# Start of INPUT FOR THIS TASK

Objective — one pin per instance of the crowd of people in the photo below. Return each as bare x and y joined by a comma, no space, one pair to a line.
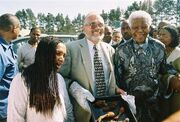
48,81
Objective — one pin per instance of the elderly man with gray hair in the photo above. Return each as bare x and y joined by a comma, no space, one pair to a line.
139,65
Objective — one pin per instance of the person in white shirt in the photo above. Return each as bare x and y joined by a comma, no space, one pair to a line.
27,51
39,93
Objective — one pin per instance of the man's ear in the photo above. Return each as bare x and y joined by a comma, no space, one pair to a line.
15,29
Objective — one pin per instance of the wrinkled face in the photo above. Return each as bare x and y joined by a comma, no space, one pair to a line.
107,34
139,29
165,37
125,31
16,32
60,54
94,28
117,37
35,35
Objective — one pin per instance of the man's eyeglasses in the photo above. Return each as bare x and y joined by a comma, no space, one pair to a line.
94,25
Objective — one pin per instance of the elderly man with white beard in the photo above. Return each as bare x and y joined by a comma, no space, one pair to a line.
80,71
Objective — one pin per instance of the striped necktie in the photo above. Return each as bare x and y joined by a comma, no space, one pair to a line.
99,74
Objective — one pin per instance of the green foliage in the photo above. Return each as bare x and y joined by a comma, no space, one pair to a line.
161,9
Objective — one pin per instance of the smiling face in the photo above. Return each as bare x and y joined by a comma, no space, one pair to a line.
94,28
139,30
165,37
60,54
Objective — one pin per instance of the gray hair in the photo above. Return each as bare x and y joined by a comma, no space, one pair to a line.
140,14
8,21
90,15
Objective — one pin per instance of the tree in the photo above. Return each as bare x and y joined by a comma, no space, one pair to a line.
31,18
22,15
164,8
59,22
41,20
50,23
135,6
104,16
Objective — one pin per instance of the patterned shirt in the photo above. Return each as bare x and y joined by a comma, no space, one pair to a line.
8,69
137,67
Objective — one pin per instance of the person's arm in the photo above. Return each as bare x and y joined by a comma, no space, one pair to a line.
118,69
17,100
65,69
173,118
68,105
2,65
20,59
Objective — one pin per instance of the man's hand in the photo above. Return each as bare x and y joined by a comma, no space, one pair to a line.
175,83
81,95
120,91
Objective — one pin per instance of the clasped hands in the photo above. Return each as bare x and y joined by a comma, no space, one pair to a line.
175,83
82,95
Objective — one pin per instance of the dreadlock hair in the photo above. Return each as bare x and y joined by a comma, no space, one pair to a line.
41,78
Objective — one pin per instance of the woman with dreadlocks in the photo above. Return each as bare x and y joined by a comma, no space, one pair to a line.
39,94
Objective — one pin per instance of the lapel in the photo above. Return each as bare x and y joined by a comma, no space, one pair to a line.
106,50
86,60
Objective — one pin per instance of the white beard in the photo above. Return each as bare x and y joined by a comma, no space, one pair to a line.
96,39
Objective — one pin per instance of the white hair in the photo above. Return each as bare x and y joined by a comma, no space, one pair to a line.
140,14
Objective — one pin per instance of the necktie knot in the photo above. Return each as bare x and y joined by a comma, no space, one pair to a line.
95,47
99,74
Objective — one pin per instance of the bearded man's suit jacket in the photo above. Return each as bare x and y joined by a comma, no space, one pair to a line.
78,68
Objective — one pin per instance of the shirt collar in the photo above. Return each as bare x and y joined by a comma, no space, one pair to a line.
5,44
144,46
91,45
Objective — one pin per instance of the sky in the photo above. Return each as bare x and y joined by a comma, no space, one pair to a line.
66,7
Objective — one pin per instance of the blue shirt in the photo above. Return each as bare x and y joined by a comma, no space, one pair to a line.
8,69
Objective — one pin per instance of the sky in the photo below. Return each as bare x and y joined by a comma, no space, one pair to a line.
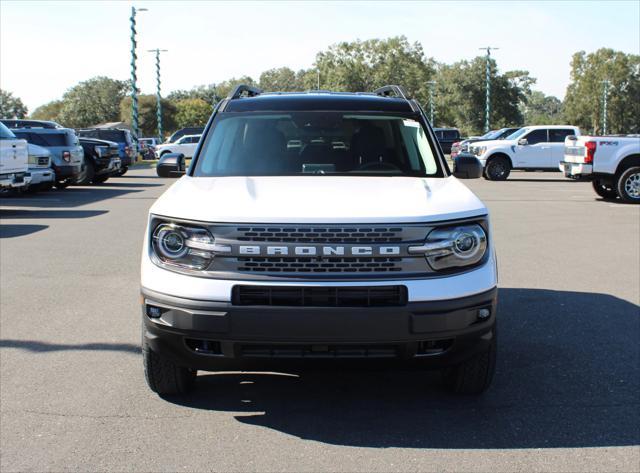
47,47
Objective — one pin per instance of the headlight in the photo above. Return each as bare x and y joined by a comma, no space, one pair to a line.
183,246
451,247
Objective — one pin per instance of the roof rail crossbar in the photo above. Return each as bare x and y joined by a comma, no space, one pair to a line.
387,90
244,90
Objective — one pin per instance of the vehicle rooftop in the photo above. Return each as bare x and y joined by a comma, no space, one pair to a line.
318,101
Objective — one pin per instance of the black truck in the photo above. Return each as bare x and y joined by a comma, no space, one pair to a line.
101,161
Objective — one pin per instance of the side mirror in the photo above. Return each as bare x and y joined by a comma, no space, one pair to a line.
467,166
171,165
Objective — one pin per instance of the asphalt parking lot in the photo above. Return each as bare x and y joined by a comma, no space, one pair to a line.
565,396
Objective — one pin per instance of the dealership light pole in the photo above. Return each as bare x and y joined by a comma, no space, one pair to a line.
158,96
134,86
487,107
605,94
432,85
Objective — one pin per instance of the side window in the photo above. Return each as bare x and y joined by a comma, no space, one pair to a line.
537,136
558,135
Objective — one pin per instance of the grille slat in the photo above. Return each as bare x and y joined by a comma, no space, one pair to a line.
320,235
372,296
293,265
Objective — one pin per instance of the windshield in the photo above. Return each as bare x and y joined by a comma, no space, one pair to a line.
45,139
517,134
492,135
297,143
5,133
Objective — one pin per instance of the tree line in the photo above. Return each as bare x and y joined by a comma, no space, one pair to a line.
458,92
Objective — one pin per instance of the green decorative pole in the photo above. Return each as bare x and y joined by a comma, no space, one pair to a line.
605,94
487,107
158,96
432,85
134,78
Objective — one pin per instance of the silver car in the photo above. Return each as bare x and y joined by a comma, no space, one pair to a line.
43,176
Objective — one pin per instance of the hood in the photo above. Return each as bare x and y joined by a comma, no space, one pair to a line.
38,151
494,143
318,199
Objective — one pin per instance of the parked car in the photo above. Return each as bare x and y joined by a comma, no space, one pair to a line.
463,146
191,130
534,148
120,136
66,153
185,145
43,177
361,246
23,123
612,163
101,160
14,157
446,137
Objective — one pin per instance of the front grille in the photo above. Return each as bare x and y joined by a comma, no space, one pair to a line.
355,234
319,351
372,296
325,265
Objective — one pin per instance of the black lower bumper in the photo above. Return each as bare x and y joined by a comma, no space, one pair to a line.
216,336
70,171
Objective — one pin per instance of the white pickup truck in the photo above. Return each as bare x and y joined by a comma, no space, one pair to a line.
611,162
13,160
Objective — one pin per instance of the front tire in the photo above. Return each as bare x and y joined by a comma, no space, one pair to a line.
606,191
164,376
497,169
628,185
474,376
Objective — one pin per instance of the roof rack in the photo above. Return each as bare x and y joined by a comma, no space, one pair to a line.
244,90
387,90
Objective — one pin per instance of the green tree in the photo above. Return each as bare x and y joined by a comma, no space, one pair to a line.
192,112
541,109
207,93
93,101
584,98
367,65
48,111
461,95
10,106
147,114
281,79
224,88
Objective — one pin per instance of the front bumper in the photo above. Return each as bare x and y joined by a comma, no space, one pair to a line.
67,171
107,166
575,170
14,180
209,335
41,175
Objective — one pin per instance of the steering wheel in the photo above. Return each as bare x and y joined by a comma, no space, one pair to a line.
375,165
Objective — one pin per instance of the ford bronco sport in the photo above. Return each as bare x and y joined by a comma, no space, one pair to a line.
319,226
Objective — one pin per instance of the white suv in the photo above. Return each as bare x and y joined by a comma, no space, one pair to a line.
529,148
14,158
358,243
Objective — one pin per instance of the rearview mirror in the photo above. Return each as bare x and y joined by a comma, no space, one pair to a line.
467,166
171,165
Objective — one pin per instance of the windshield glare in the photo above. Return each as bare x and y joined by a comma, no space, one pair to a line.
516,134
297,143
491,135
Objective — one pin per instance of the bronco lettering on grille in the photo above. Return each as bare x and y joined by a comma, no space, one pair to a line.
256,250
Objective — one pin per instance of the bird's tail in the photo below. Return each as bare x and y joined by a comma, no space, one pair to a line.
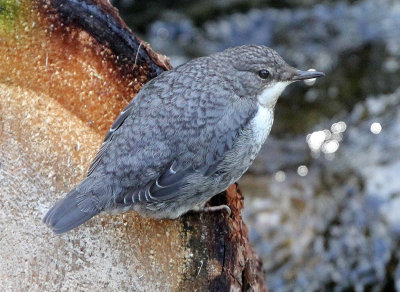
82,203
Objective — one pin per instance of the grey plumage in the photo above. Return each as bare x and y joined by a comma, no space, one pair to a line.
187,135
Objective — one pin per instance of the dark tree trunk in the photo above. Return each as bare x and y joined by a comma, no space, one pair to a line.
67,68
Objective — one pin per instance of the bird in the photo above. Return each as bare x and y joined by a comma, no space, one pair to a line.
186,136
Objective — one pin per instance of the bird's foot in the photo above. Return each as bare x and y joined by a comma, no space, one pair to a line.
218,208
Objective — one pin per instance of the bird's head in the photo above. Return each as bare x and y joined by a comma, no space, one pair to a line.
258,72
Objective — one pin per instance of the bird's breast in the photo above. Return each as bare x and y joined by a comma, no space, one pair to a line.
261,124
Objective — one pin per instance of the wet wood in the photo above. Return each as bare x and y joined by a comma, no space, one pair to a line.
67,68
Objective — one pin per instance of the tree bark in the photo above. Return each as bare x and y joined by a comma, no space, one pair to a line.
67,68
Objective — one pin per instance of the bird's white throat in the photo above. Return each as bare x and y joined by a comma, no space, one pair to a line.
269,96
262,123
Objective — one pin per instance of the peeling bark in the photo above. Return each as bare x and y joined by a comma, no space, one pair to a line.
67,68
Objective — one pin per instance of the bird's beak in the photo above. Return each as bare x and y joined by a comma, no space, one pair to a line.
303,75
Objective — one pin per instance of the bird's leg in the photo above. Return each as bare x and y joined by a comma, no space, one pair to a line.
218,208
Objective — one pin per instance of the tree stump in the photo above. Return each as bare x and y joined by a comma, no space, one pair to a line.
67,68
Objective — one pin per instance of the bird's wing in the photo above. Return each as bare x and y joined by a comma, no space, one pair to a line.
183,176
109,136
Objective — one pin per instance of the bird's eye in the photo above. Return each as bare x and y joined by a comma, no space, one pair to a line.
263,73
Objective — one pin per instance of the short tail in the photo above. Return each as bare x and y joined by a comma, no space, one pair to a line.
76,208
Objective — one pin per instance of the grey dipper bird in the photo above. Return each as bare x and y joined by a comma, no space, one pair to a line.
187,135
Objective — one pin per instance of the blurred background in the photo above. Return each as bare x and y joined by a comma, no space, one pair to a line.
323,197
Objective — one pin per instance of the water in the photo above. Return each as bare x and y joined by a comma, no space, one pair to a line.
323,197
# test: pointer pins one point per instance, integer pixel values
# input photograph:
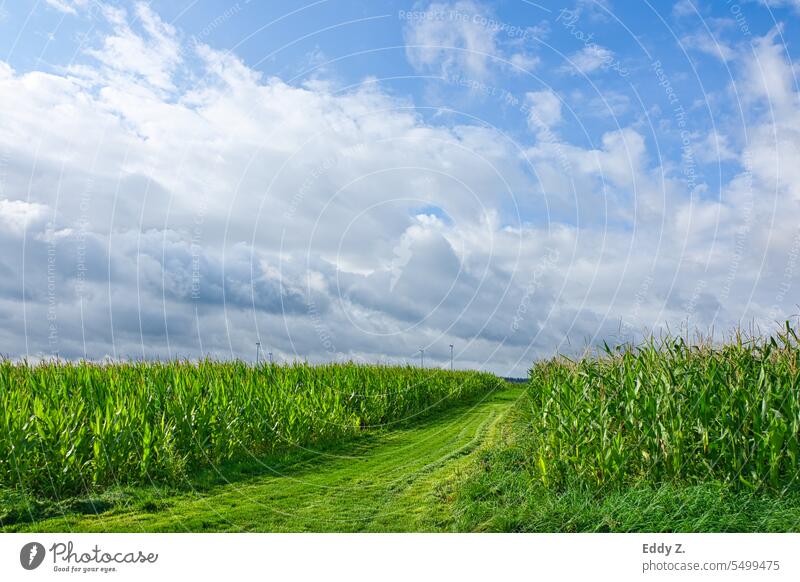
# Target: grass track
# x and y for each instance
(397, 480)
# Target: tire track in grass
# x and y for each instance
(390, 481)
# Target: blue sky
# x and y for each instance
(351, 180)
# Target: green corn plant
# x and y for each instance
(68, 428)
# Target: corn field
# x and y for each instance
(669, 411)
(69, 428)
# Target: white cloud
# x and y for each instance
(152, 57)
(704, 42)
(447, 37)
(524, 61)
(68, 6)
(17, 215)
(545, 109)
(342, 224)
(589, 59)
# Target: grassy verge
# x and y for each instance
(397, 478)
(666, 437)
(72, 429)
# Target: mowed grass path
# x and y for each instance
(400, 479)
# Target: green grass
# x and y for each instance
(403, 477)
(75, 429)
(663, 437)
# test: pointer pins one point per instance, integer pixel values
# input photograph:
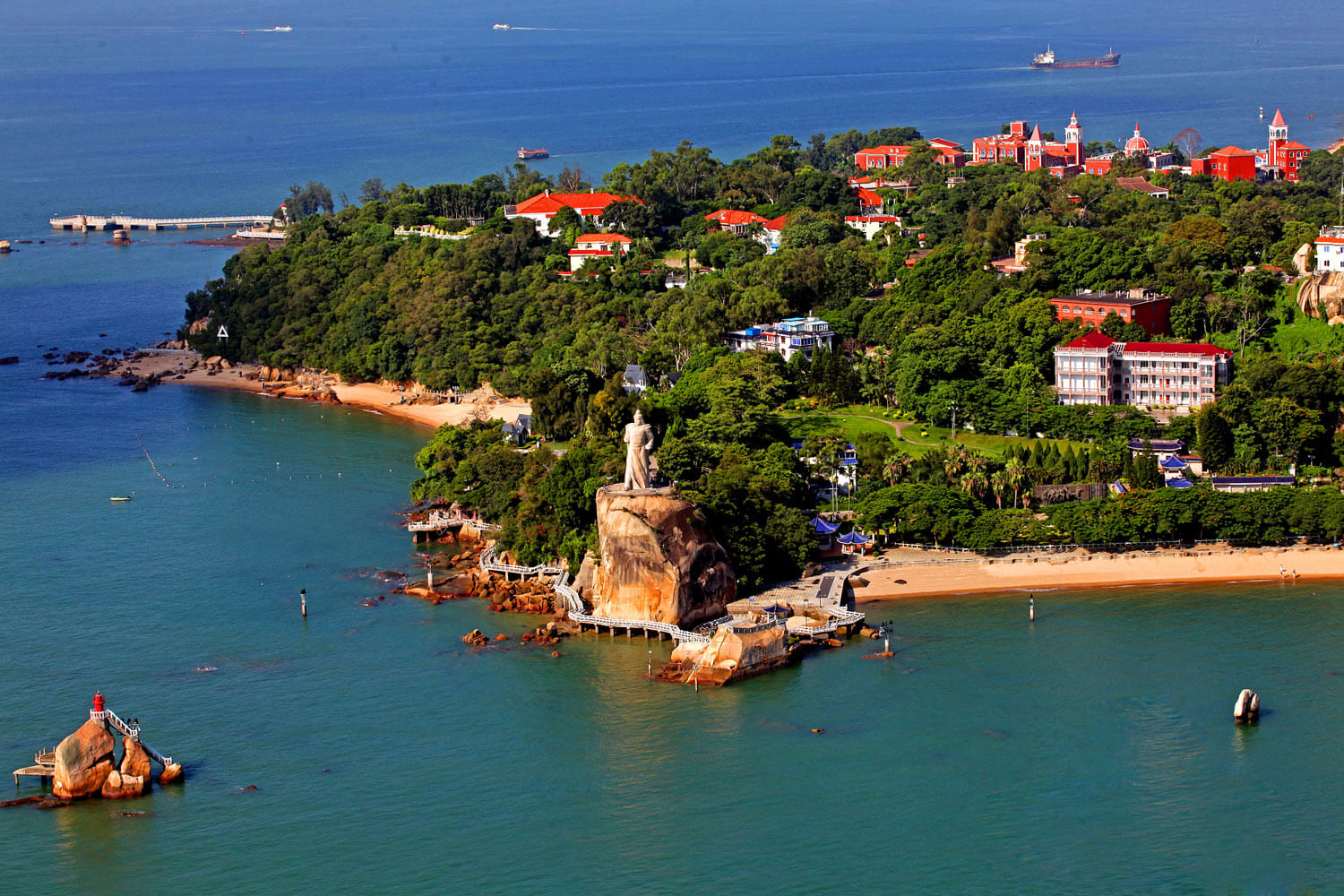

# End of INPUT FOR THIS TASK

OBJECTIVE: List every line of the items above that contains the word "tire", copying each such line in full.

RESULT OF THIS TASK:
Objective — one pin per instance of the front tire in the photo above. Return each as bare x and y joined by a comma, no space, one pair to a line.
# Target: tire track in grass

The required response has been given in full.